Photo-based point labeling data
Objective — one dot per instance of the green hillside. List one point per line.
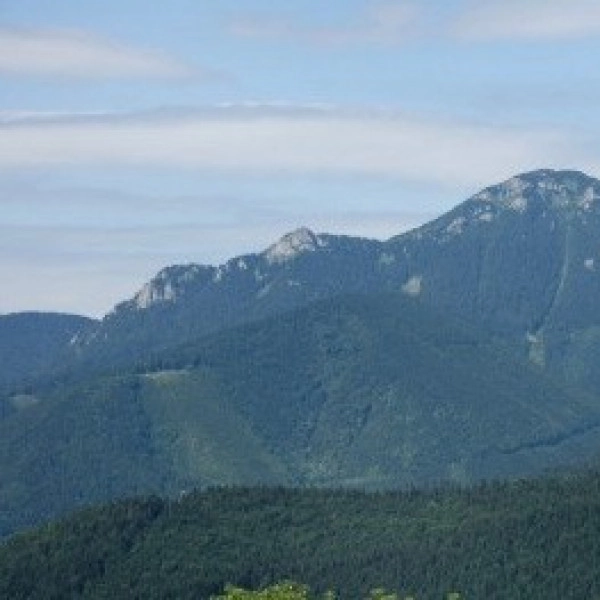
(533, 540)
(374, 392)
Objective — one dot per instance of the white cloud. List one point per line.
(529, 20)
(383, 23)
(79, 54)
(302, 141)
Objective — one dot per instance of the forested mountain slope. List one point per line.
(373, 391)
(534, 540)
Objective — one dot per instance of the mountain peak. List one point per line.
(292, 244)
(560, 189)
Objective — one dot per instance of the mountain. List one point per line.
(368, 391)
(32, 343)
(525, 539)
(465, 349)
(519, 259)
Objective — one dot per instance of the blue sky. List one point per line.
(135, 134)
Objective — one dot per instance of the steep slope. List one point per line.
(368, 391)
(520, 259)
(528, 539)
(32, 343)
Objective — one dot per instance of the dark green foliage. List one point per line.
(524, 539)
(376, 392)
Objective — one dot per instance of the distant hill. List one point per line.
(526, 539)
(368, 391)
(32, 343)
(520, 259)
(466, 349)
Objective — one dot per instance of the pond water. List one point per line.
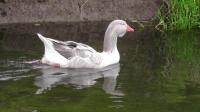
(157, 72)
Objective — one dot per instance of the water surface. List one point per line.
(157, 72)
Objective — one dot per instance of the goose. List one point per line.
(70, 54)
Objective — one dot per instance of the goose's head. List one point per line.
(119, 27)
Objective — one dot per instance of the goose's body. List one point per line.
(70, 54)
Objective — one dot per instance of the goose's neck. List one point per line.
(110, 41)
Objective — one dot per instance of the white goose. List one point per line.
(70, 54)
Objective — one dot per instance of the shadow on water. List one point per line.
(157, 72)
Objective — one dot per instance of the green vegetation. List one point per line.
(179, 14)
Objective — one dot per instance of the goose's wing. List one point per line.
(70, 49)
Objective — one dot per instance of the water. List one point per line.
(157, 72)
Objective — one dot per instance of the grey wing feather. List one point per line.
(70, 49)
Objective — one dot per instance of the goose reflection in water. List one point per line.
(80, 78)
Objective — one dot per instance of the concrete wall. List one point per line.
(23, 11)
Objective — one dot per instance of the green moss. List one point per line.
(179, 14)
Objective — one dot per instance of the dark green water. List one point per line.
(157, 72)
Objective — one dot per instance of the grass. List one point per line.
(179, 15)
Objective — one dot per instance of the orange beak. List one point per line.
(129, 29)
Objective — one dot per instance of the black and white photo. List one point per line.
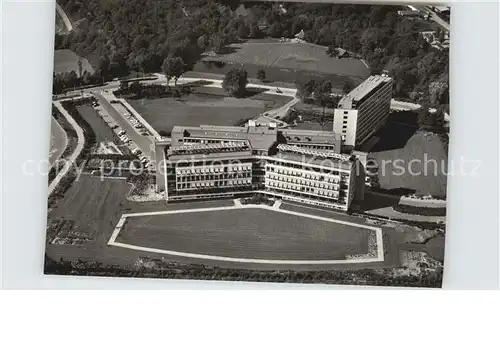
(270, 141)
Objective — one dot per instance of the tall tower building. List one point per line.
(363, 111)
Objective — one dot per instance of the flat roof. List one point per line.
(362, 90)
(234, 149)
(316, 157)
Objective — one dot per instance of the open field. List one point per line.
(288, 62)
(246, 233)
(197, 109)
(102, 131)
(420, 165)
(67, 61)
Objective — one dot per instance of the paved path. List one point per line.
(378, 231)
(64, 17)
(58, 141)
(79, 147)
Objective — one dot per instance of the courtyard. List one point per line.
(196, 109)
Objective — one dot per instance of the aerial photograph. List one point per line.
(249, 141)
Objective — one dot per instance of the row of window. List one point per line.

EXERCISE TASK: Repeat exactly the lines from the one containing "Objective — one dot per instance of the black" through the last line of the records above, both included, and leave out the pictures.

RESPONSE:
Objective — one dot per instance of the black and white photo. List one point per line.
(270, 141)
Objective — one dot per instance of the tall tower building. List one point per line.
(363, 111)
Objective — one dot per instance of the flat roof. List one point per line.
(362, 90)
(234, 149)
(316, 157)
Objective — one dot per instance of the open field. List one point per line.
(288, 62)
(246, 233)
(197, 109)
(102, 131)
(420, 165)
(67, 61)
Objective — one dot per instance of the paved path. List one point per line.
(378, 231)
(64, 17)
(58, 141)
(79, 147)
Objective — one dot per instance of the courtyard. List one point per line.
(196, 109)
Objective — one dot per instance of the aerial photograph. List one point per line.
(249, 141)
Objective — one dot per instance of the row of window. List one point per line.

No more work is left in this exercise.